Supplied passage ▸
┄┄┄┄┄┄┄┄┄┄
WHOLE EXOME SEQUENCING TO EXPLAIN PAIN IN PATIENTS WITH LOIN PAIN HEMATURIA SYNDROME

Loin pain hematuria syndrome (LPHS) is a rare clinical condition that is not well understood, characterized by severe loin pain and hematuria without an identifiable urinary tract pathology. Although hematuria is thought to originate from the glomeruli, mainly due to variants of type IV collagen genes (COL4A3-5), the mechanism of pain generation remains unknown. The pathway of visceral pain transmission to the brain involves a complex set of genes linked to sensory transduction, axonal conduction, synaptic communication, and neural modulation. We hypothesized that LPHS patients have either gain-of-function variants in the pain pathways or loss-of-function variants in the pain-dampening pathways. Since the origin of pain in LPHS remains unclear, there is limited information regarding pain-related genetic variants. This study aimed to describe the genetic findings of whole exome sequencing (WES) in pain-related genes in LPHS and isolated painless hematuria. Our goal was to identify pathogenic variants that increase afferent or decrease efferent pain signalling pathways.

Whole-exome sequencing (WES) was performed on 29 consecutive singleton patients, including 17 with LPHS and 12 with persistent isolated painless hematuria, collected between January 2022 and January 2023. We employed a virtual gene panel approach, focusing on a preselected list of 599 genes linked to chronic pain. Bioinformatic analysis, annotation, and interpretation of the variants were performed using the hereditary pipeline of the QIAGEN Clinical Insight (QCI) Interpret Translational (QIAGEN) software and the Franklin platform according to the American College of Medical Genetics Association for Molecular Pathology (ACMG/AMP) guidelines. 

Nine LPHS patients had a history of kidney stones, but none showed obstructing stones on imaging at the time of sequencing. Eight LPHS patients had a family history of kidney stones, and 3 had a family history of hematuria; 2 had a family history of LPHS. A total of 20 variants of uncertain significance (VUS) were identified in 16 pain-related genes in patients with LPHS or isolated hematuria. Ten VUS (50%) in 9 genes were found in 8 of 17 (47%) LPHS patients. In contrast, 10 distinct VUS in 10 genes were observed in 6 of 12 (50%) patients with isolated painless hematuria. Seven VUS affecting genes directly involved in neuronal signalling and excitability, which may contribute to flank pain, were identified, including TRPA1, KCNT2, SCN11A, and SCN9A, found in patients with both LPHS [3 VUS (43%)] and isolated hematuria [4 VUS (57%)]. Notably, the VUS in shared genes were located in different regions within each gene. No pathogenic or likely pathogenic variants were detected among genes associated with chronic pain. Consequently, no patients with LPHS had a monogenic cause for their pain.

This is the first report of pain-genes analysis in patients with LPHS globally. Diverse underlying mechanisms might drive pain in LPHS. Neither the pain gene panel, the hematuria gene panel, nor exome sequencing identified a single gene responsible for pain or hematuria. VUS in ion channels (Nav1.7, Nav1.9, and potassium channels) involved in pain pathway regulation and sensory neuron excitability were found in patients with LPHS and patients with isolated painless hematuria.
┄┄┄┄┄┄┄┄┄┄
What this exercise asks ▸
[1] From the LPHS sequencing abstract, extract the part that opens with the words containing "Whole-exome sequencing (WES)" and closes with "Pathology (ACMG/AMP) guidelines.".
[2] According to the LPHS sequencing abstract, how many genes were on the preselected list used for the virtual gene panel?
The records have no connection to the LPHS sequencing abstract.
┄┄┄┄┄┄┄┄┄┄
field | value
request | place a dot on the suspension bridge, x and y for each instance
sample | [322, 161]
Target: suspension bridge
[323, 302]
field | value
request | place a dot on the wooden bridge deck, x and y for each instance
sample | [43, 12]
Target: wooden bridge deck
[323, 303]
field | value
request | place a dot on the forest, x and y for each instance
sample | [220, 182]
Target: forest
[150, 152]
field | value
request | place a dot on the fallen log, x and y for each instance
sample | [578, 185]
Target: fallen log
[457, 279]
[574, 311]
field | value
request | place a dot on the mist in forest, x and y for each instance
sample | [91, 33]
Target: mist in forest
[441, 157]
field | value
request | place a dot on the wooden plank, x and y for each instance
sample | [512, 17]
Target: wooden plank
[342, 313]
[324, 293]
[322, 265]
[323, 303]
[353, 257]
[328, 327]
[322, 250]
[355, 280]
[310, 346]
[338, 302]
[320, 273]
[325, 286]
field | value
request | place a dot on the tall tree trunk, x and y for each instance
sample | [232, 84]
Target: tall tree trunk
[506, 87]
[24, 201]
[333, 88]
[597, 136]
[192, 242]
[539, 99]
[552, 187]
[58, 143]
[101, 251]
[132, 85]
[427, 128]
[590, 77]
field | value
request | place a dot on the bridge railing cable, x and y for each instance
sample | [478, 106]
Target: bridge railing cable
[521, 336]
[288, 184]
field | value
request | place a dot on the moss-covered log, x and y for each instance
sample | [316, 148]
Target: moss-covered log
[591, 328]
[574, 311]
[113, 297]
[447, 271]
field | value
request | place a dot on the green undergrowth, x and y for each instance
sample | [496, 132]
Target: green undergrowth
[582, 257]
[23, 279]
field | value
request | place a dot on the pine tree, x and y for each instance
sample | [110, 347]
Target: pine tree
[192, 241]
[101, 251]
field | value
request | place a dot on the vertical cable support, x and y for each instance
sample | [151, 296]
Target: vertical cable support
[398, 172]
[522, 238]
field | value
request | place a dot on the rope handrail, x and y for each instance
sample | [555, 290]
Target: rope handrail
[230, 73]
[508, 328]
┄┄┄┄┄┄┄┄┄┄
Answers by item number ▸
[1]
Whole-exome sequencing (WES) was performed on 29 consecutive singleton patients, including 17 with LPHS and 12 with persistent isolated painless hematuria, collected between January 2022 and January 2023. We employed a virtual gene panel approach, focusing on a preselected list of 599 genes linked to chronic pain. Bioinformatic analysis, annotation, and interpretation of the variants were performed using the hereditary pipeline of the QIAGEN Clinical Insight (QCI) Interpret Translational (QIAGEN) software and the Franklin platform according to the American College of Medical Genetics Association for Molecular Pathology (ACMG/AMP) guidelines.

[2] 599 genes linked to chronic pain.